**What needs to be done:** Your reply should contain only the line with "Where can the white" and the lines after it through the end of the data, each written out exactly.

**Data for processing:**

···

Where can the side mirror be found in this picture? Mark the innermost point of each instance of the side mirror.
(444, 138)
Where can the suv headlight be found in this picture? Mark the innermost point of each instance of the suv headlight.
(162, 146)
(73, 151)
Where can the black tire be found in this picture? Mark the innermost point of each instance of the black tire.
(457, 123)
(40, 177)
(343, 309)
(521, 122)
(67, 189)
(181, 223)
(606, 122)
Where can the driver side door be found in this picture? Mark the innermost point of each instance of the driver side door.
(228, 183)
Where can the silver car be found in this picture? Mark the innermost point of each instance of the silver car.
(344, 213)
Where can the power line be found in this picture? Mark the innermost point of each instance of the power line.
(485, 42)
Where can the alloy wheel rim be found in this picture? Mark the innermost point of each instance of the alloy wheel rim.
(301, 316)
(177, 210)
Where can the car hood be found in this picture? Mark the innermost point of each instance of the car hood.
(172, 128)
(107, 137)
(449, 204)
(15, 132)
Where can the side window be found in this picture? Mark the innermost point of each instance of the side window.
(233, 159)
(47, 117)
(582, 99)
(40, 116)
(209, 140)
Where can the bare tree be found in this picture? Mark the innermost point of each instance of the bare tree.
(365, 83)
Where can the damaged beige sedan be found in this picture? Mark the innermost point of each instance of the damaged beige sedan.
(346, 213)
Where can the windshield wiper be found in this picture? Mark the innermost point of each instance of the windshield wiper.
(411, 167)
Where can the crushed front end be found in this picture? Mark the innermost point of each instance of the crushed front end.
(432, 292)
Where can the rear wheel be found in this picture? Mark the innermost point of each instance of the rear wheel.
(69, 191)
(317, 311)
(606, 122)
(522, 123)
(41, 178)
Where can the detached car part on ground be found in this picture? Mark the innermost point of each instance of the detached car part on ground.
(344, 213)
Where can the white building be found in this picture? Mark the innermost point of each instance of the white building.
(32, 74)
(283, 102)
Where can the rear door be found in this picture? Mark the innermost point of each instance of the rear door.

···

**Problem solution:**
Where can the white building be found in this picture? Mark the innermost point of each instance of the white building.
(32, 74)
(283, 102)
Where can the rear door be found in this picture? Mark the innermost point of each instance of the rear door.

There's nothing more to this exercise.